_TASK DESCRIPTION:_ Which lines in the listing below contain the word "post"? Show each of them, copied in full.

_SUPPLIED DATA:_
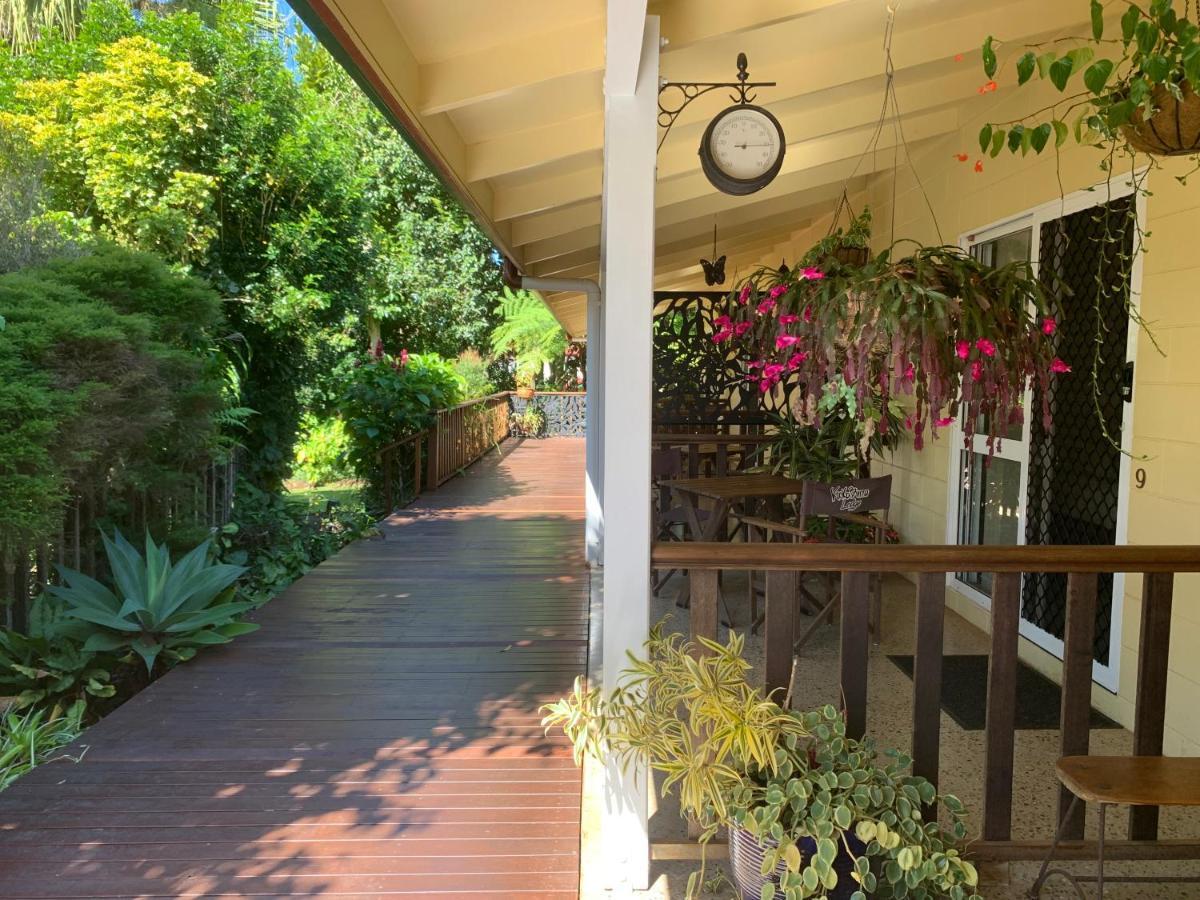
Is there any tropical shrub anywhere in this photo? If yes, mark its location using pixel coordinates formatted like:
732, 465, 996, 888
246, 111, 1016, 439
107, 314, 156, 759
340, 350, 464, 503
0, 629, 116, 712
492, 288, 566, 388
454, 350, 496, 400
217, 481, 374, 606
0, 700, 84, 791
46, 532, 258, 674
292, 413, 352, 485
0, 246, 228, 544
542, 623, 978, 900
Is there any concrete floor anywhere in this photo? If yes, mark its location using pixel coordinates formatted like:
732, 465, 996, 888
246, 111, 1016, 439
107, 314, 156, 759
584, 574, 1200, 900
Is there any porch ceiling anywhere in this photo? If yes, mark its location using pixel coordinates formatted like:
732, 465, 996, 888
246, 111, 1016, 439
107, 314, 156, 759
294, 0, 1087, 336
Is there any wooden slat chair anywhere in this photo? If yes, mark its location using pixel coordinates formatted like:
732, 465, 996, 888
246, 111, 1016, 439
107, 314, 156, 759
738, 475, 892, 650
1028, 756, 1200, 900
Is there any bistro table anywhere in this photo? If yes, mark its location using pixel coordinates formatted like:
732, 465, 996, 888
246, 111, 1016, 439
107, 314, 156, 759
660, 473, 804, 705
660, 473, 804, 623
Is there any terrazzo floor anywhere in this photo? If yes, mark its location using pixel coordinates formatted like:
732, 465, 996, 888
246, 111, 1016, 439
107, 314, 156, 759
584, 574, 1200, 900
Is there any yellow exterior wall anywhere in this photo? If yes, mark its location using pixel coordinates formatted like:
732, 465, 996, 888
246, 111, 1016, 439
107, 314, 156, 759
849, 75, 1200, 755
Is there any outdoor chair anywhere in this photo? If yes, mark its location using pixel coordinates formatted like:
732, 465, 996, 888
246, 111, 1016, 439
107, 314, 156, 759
1028, 756, 1200, 900
739, 475, 892, 650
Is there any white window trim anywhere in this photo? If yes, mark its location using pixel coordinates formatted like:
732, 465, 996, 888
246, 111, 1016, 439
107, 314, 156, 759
946, 170, 1147, 694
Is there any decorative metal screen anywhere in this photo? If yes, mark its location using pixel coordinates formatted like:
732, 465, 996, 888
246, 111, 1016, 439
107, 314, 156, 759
654, 290, 785, 426
1021, 200, 1133, 665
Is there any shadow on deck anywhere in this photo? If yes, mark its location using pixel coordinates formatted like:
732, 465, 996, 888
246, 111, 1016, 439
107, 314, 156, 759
0, 438, 588, 900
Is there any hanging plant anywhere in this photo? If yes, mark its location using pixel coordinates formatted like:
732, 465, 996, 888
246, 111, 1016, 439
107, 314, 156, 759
979, 0, 1200, 157
959, 0, 1176, 452
713, 247, 1070, 451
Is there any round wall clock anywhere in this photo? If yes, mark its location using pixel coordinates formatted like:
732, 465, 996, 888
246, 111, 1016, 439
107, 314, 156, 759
700, 103, 787, 197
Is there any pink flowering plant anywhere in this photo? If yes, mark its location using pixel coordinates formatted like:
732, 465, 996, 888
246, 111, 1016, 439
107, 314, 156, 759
713, 247, 1070, 450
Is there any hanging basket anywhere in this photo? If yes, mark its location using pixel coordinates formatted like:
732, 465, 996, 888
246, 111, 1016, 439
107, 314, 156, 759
1121, 82, 1200, 156
833, 247, 871, 269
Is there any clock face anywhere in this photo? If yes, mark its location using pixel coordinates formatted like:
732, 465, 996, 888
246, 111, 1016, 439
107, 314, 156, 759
700, 104, 786, 194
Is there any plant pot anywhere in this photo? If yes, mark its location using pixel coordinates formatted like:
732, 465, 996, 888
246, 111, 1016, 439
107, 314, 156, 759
1121, 82, 1200, 156
833, 247, 871, 269
730, 827, 866, 900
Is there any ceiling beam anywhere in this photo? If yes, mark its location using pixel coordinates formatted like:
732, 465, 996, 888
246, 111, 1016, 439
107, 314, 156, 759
420, 0, 846, 115
458, 0, 1082, 179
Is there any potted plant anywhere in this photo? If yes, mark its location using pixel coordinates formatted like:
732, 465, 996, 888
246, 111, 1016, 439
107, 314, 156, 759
713, 241, 1070, 458
516, 368, 538, 400
544, 623, 978, 900
509, 403, 546, 438
979, 0, 1200, 156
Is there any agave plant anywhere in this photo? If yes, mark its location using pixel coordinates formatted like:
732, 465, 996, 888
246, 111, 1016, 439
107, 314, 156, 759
47, 532, 258, 672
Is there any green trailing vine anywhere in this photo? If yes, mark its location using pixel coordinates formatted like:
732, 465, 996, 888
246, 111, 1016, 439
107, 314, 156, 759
979, 0, 1200, 452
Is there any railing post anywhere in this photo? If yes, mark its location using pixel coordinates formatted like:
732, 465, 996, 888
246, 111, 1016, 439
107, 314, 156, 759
983, 572, 1021, 841
1129, 572, 1175, 841
1057, 572, 1099, 840
841, 572, 871, 740
425, 413, 442, 490
907, 572, 946, 785
768, 569, 798, 704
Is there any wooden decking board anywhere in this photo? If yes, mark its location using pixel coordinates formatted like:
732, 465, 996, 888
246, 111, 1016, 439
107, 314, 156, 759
0, 438, 588, 900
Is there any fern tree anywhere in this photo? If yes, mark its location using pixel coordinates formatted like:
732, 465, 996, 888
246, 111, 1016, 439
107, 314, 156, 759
492, 288, 566, 372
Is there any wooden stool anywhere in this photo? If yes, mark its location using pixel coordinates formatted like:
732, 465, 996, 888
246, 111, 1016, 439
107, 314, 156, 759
1028, 756, 1200, 900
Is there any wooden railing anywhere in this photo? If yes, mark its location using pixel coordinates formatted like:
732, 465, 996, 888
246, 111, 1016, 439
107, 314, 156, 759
428, 391, 509, 487
652, 542, 1200, 859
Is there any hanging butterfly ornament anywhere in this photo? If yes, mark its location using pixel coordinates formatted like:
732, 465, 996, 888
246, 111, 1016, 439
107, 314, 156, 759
700, 224, 725, 287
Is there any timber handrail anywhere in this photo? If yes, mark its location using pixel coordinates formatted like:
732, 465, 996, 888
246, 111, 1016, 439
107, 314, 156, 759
652, 542, 1200, 572
650, 541, 1200, 859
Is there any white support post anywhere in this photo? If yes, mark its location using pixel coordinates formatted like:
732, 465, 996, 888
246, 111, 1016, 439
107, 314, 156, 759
600, 8, 659, 890
583, 294, 604, 566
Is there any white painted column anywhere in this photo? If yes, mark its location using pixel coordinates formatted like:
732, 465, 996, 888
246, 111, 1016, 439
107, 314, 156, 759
583, 295, 604, 566
600, 8, 659, 890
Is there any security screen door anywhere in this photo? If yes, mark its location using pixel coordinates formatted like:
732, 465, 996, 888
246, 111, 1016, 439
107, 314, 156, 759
952, 184, 1136, 690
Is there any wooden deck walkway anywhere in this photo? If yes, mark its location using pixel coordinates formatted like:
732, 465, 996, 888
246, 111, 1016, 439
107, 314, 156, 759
0, 438, 588, 900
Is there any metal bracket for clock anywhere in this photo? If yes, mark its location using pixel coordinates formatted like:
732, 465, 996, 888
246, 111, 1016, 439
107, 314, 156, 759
658, 53, 775, 150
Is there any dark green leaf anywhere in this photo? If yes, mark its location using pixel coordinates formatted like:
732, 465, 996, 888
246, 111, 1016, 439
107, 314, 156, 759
1050, 56, 1074, 90
1084, 59, 1112, 95
1016, 50, 1038, 84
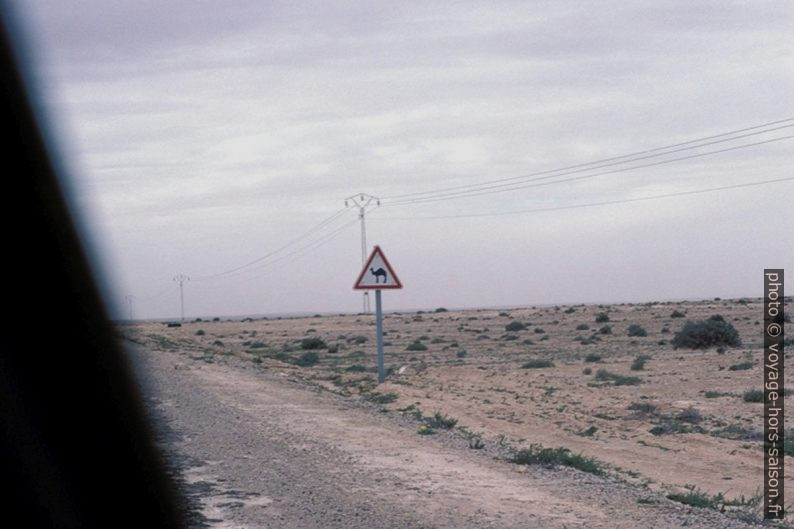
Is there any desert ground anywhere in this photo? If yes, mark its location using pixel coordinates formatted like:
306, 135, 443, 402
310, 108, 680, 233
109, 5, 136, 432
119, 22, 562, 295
119, 298, 789, 527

_RESULT OF THIS TASK:_
Is there any railing post anywhere in this photo? If yes, mark its location using pixel coordinates formatted like:
Is there any white support post anywhere in this photo? If yes, mark its location using pixel coordinates formatted like:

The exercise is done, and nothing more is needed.